[Collected data entries]
^^^^^^^^^^^^^^^^
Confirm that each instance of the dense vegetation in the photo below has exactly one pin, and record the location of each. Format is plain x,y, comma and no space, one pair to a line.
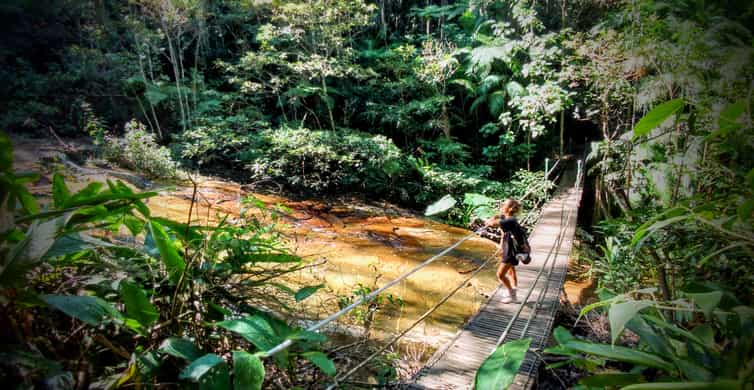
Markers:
402,100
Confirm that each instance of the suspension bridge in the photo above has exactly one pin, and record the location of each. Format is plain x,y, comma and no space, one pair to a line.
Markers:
454,365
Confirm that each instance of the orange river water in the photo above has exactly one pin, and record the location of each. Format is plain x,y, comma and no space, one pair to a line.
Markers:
357,242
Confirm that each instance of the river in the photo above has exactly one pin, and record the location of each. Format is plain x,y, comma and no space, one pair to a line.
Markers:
355,242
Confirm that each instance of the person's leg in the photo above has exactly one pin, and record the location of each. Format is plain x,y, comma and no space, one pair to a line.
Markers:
502,271
514,277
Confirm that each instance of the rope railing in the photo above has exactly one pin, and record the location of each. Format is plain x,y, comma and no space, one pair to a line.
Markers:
366,298
424,316
556,245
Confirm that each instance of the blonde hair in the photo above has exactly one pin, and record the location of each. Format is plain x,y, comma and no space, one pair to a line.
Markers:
510,207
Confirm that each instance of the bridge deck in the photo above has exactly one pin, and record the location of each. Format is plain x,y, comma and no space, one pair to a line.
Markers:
454,365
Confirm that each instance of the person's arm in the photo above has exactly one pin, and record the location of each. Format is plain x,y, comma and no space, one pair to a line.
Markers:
521,237
493,221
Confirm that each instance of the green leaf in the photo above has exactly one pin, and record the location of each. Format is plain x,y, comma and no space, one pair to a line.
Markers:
694,371
209,371
306,292
661,221
657,343
445,203
728,119
74,243
272,258
496,102
499,369
255,329
622,354
60,192
321,361
706,301
721,384
466,84
248,371
168,252
91,310
611,379
39,239
6,152
137,303
562,335
745,210
482,207
620,313
515,89
180,348
657,116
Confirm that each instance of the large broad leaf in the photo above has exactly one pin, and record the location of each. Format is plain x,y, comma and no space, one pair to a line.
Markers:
168,252
657,116
622,354
248,371
445,203
180,348
27,253
663,220
482,207
306,292
91,310
321,361
256,329
658,343
137,303
209,371
620,313
499,369
74,243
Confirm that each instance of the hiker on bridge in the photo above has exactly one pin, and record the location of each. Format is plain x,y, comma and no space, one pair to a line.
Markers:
513,245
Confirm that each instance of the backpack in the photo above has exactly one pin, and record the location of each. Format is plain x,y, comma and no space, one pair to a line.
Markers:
519,252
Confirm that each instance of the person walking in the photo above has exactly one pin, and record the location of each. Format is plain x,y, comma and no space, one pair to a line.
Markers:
513,246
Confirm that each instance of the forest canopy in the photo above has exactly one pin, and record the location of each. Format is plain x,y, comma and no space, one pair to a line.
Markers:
406,101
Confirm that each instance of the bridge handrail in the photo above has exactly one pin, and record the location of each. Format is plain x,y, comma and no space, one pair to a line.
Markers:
366,298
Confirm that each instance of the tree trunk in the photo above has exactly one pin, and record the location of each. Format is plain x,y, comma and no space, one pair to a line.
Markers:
562,132
327,102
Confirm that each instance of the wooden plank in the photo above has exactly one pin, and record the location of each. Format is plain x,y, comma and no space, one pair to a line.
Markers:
454,365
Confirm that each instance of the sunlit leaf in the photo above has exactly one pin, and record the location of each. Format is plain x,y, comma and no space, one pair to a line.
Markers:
168,252
620,313
657,116
180,348
137,303
499,369
321,361
248,371
445,203
91,310
209,371
706,301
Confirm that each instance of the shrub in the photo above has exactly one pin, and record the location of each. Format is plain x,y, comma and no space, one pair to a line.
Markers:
320,160
138,150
^^^^^^^^^^^^^^^^
• Objective: Arrange every line of the records above as a JSON list of strings, one string per line, skipping blank lines. Leave the pictures out of the answer.

• Exercise solution:
[
  "Confirm that each instance of the dense vegetation in the photo below has exactly one pin, and record the location of each. Format is plain x,y, comma and no space, one pair to a line.",
  "Markers:",
  "402,100",
  "Confirm that each instance of the suspension bridge in the photo above has exactly one pin, and record the location of each. Format is plain x,y, comma and no space, one pair to a line.",
  "Markers:",
  "454,365",
  "Confirm that each instance of the orange river water in the photo above has exactly one pin, and record the location of each. Format is plain x,y, comma and no space, one pair to a line.",
  "Markers:",
  "357,242",
  "Confirm that each instance of the river in the photo above has exactly one pin, and record the location of each. Format is plain x,y, comma and no space, one pair to a line.",
  "Markers:",
  "355,242",
  "Confirm that each instance of the person's leg in the photo above has exactly one pin, and record the location of each. Format is plain x,y, comma and no space, one pair to a line.",
  "Markers:",
  "502,271",
  "514,277",
  "Confirm that each instance of the rope railing in the photo above has exactly one pin, and record the location of each. Format is plain x,y, comma and no space, one pair to a line.",
  "Markers:",
  "366,298",
  "424,316",
  "556,245",
  "Confirm that each instance of the blonde hair in the photo above has exactly one pin, and record the location of each. Format is plain x,y, comma and no space, one pair to a line.",
  "Markers:",
  "510,207",
  "Confirm that each instance of the bridge deck in the photo above has exactly one pin, and record the location of each. Format is plain x,y, comma and no space, one pair to a line.",
  "Markers:",
  "454,365",
  "Confirm that each instance of the person's arm in the photo above has exactly one pin, and record the location of each. Format is plain x,y, comma and no space, one pair to a line.",
  "Markers:",
  "521,237",
  "493,221",
  "Confirm that each instance of the green leaf in the photo above has exactly one pin, and record the location of each. Format is plain x,y, comma and no space, one pair to a line.",
  "Markers:",
  "694,371",
  "209,371",
  "306,292",
  "661,221",
  "657,343",
  "445,203",
  "728,119",
  "74,243",
  "272,258",
  "496,102",
  "499,369",
  "255,329",
  "622,354",
  "60,192",
  "321,361",
  "706,301",
  "721,384",
  "466,84",
  "248,371",
  "168,252",
  "91,310",
  "611,379",
  "39,239",
  "6,152",
  "137,303",
  "562,335",
  "745,210",
  "482,207",
  "620,313",
  "515,89",
  "180,348",
  "657,116",
  "Confirm that each instance of the large broad leaf in the photo above has exactly one pin, and record the location of each. Format is plain x,y, comma and no space, one pair to a line.",
  "Markers:",
  "168,252",
  "657,116",
  "622,354",
  "248,371",
  "445,203",
  "180,348",
  "27,253",
  "663,220",
  "482,207",
  "306,292",
  "91,310",
  "321,361",
  "256,329",
  "658,343",
  "137,303",
  "209,371",
  "620,313",
  "499,369",
  "74,243",
  "Confirm that each instance of the hiker on bridge in the photo above has exactly one pin, and record the location of each. Format is plain x,y, comma and no space, one pair to a line.",
  "Markers:",
  "513,245",
  "Confirm that each instance of the backpack in the photo above has exactly one pin, and record the location of each. Format is plain x,y, comma and no space, one pair to a line.",
  "Markers:",
  "519,252",
  "Confirm that each instance of the person walking in the photo above has exactly one pin, and record the location of each. Format is plain x,y, comma and no space, one pair to a line.",
  "Markers:",
  "513,246",
  "Confirm that each instance of the forest canopy in the photo above has exactly one pin, and record the location of each. Format is plain x,y, comma and no space, one pair to a line.",
  "Markers:",
  "406,101",
  "Confirm that each instance of the bridge handrail in the photo above has exactly one pin, and record the location of each. Format is plain x,y, comma and no space, one pair to a line.",
  "Markers:",
  "366,298",
  "Confirm that each instance of the tree trunk in the photo above has exactly one pin, and record the location of each. Format is plain x,y, comma and no space, one pair to a line.",
  "Markers:",
  "562,132",
  "327,102",
  "Confirm that each instance of the wooden plank in the photo above has exactly one pin, and record the location of each. Format is plain x,y, comma and no space, one pair to a line.",
  "Markers:",
  "454,365",
  "Confirm that each instance of the sunlit leaf in the photo above has exactly one pin, and record the location of each. Format is plain x,y, comma and no space, one pair to a line.",
  "Markers:",
  "168,252",
  "620,313",
  "657,116",
  "180,348",
  "137,303",
  "499,369",
  "321,361",
  "248,371",
  "445,203",
  "91,310",
  "209,371",
  "706,301",
  "Confirm that each instance of the shrub in the photo above has exactly one pin, and record the location of each. Format is plain x,y, comma and no space, one pair to a line.",
  "Markers:",
  "320,160",
  "138,150"
]